*RECORDS TO USE*.
■ ■ ■
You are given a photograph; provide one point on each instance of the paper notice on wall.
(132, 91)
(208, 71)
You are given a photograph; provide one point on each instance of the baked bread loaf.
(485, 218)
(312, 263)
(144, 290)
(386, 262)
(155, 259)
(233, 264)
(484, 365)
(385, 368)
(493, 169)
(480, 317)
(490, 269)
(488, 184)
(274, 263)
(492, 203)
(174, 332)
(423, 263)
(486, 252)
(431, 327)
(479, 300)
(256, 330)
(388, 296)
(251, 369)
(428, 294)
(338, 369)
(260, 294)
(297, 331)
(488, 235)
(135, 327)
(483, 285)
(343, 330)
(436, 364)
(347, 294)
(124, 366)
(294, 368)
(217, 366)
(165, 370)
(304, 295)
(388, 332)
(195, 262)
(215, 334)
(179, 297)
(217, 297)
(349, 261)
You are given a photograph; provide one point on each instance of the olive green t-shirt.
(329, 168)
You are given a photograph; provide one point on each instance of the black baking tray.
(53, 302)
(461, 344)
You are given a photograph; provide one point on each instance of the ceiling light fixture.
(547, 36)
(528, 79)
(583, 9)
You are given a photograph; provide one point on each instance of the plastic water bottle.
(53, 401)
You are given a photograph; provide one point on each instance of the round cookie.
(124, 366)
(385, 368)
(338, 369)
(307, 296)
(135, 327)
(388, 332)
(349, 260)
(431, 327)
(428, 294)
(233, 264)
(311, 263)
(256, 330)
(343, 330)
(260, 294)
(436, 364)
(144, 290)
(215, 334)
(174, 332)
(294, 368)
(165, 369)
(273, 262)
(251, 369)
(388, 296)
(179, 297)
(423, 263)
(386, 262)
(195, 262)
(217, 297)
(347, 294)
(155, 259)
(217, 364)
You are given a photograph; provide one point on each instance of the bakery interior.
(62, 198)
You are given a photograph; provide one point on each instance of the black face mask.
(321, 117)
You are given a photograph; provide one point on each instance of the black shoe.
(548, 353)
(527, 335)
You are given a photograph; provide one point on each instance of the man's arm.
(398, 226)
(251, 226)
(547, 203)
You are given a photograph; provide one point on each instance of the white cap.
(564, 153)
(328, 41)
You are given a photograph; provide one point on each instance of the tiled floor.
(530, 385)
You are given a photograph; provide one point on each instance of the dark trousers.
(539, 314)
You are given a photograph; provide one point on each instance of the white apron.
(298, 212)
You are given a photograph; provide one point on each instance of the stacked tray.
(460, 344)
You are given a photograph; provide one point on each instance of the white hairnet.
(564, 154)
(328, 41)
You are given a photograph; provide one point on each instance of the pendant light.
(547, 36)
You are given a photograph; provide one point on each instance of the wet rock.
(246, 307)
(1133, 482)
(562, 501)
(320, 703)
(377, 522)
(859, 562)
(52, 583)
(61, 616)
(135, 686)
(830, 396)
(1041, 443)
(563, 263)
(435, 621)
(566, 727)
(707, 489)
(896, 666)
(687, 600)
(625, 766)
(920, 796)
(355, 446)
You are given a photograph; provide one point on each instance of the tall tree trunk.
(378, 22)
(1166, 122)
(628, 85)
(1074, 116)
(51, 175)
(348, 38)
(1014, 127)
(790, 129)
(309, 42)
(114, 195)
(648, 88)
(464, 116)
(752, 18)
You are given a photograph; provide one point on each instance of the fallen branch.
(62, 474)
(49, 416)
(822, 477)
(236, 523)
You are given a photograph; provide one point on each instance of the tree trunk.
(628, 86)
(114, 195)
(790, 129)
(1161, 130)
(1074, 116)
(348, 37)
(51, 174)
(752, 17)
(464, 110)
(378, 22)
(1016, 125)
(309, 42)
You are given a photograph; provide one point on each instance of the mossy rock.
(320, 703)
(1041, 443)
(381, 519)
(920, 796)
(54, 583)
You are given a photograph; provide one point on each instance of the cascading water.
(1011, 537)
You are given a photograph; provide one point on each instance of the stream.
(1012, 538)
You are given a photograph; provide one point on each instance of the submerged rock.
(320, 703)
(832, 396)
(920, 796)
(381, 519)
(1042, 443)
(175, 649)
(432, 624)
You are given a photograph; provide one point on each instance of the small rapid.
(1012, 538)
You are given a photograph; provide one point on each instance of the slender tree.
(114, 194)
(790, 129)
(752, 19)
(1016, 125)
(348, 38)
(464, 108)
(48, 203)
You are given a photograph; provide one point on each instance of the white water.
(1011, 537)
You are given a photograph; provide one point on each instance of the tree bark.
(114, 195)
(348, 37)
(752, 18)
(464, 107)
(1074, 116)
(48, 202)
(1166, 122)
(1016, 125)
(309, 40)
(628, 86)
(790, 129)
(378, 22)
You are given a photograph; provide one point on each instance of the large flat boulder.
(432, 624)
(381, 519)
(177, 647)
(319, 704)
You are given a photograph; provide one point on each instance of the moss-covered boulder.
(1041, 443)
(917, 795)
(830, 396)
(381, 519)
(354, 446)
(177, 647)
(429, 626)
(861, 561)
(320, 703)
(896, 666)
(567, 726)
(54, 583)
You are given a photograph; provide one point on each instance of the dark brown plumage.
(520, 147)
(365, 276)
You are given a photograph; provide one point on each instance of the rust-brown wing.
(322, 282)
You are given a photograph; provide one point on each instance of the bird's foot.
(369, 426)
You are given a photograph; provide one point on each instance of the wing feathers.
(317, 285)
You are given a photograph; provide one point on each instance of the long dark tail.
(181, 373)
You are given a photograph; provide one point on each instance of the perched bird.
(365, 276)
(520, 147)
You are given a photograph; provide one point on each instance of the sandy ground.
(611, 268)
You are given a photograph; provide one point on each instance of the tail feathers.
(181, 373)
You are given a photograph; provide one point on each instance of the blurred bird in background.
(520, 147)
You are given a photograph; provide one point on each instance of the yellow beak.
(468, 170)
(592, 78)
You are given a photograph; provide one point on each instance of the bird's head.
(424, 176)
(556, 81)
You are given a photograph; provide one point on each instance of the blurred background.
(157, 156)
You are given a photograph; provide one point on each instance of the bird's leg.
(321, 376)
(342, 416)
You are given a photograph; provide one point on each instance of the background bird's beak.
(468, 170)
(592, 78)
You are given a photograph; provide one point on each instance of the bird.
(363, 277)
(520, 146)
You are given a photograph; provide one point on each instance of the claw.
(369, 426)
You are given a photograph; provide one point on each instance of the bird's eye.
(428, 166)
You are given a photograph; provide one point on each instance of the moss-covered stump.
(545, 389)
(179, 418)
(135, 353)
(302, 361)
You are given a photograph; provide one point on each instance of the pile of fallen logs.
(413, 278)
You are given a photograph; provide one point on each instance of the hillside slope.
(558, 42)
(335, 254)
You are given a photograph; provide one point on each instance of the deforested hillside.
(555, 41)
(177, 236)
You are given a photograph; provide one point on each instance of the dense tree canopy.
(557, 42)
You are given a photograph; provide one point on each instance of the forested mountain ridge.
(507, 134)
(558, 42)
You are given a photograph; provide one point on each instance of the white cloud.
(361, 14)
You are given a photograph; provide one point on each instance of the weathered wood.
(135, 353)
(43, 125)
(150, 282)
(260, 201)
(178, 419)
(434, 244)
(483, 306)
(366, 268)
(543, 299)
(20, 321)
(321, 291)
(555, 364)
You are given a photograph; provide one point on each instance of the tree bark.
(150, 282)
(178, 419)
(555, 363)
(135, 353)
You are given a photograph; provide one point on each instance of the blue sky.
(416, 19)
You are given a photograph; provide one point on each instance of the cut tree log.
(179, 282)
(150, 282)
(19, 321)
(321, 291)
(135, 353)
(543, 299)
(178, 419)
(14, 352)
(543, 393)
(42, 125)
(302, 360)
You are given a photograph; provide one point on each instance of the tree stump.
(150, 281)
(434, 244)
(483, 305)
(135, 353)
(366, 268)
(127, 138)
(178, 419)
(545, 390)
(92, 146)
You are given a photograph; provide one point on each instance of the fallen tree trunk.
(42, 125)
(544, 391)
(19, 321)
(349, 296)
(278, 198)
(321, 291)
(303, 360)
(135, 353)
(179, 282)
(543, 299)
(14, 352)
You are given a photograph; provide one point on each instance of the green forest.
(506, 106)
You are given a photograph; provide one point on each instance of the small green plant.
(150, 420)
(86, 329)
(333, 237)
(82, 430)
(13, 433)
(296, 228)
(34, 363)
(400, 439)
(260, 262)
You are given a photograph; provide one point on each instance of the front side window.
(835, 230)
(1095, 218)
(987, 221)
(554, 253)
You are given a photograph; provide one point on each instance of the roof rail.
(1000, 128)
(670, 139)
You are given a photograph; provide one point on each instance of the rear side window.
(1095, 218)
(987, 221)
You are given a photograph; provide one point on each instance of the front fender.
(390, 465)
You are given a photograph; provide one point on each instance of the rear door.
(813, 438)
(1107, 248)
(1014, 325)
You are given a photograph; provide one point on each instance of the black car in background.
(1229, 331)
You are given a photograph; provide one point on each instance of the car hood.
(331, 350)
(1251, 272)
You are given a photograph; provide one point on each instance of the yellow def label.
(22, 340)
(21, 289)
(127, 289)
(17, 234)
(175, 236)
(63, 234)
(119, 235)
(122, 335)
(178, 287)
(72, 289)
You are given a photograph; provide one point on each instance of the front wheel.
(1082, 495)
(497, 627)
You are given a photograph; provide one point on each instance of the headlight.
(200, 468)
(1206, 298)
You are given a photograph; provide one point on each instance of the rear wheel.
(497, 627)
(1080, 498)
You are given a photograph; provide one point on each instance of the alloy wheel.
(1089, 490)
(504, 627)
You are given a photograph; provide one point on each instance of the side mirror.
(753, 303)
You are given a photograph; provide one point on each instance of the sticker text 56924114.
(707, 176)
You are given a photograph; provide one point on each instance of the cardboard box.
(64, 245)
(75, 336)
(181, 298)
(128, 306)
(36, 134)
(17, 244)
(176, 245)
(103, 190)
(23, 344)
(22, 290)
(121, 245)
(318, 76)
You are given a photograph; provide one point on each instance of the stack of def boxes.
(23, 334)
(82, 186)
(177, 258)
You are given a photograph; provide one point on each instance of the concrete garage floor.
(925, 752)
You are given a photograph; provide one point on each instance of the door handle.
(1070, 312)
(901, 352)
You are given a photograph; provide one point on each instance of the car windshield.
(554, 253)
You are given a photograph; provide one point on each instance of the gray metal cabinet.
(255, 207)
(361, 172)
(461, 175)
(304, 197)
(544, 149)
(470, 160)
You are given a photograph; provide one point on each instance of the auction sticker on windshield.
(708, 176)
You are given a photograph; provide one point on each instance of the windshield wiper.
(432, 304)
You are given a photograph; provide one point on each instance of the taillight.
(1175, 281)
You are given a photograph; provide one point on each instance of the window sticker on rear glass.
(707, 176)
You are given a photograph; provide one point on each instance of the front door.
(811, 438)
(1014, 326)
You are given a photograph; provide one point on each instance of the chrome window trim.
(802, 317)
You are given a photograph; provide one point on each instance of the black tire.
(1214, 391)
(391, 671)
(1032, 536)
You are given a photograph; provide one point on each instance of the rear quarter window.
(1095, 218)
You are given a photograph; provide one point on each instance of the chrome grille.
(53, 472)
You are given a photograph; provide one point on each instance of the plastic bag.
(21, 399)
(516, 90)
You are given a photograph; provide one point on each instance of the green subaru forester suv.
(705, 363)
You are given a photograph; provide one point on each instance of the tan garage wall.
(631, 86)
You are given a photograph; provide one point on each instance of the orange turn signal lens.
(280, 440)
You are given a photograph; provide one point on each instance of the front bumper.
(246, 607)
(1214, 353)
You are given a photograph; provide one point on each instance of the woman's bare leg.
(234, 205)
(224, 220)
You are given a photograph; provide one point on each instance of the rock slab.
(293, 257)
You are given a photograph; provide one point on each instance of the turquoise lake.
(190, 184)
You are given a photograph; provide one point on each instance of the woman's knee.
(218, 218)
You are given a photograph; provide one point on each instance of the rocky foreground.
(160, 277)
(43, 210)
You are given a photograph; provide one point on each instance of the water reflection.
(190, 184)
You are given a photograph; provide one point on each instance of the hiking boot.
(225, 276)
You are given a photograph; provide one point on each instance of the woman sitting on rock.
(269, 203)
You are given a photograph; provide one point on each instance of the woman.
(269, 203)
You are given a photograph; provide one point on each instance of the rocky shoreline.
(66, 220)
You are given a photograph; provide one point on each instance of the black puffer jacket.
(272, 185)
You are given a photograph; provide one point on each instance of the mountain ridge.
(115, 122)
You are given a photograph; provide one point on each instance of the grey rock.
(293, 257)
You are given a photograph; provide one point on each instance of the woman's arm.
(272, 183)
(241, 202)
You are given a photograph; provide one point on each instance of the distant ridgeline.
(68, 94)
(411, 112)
■ ■ ■
*DESCRIPTION OF THE TASK*. Beginning at the line where "the hiking boot." appears, extract each line through the end of the data above; keep them exact and include nothing else.

*TASK RESULT*.
You are given a photograph; provide one point on each instance of the hiking boot.
(225, 276)
You are given a photograph; provide one point on each instance of the woman sitting on rock.
(269, 203)
You are given a photograph; provide one point on each instance of the woman.
(269, 203)
You are given a photograph; provide one point on each instance of the rocky shoreline.
(66, 220)
You are given a photograph; provide one point on each instance of the black puffer jacket.
(272, 185)
You are given a photograph; provide one point on each instance of the mountain ridge.
(115, 122)
You are given a photograph; provide one point on each instance of the grey rock.
(293, 257)
You are given a photograph; provide one point on each instance of the woman's arm.
(272, 183)
(241, 202)
You are given a photograph; provide one point on each instance of the distant ridgeline.
(68, 94)
(411, 112)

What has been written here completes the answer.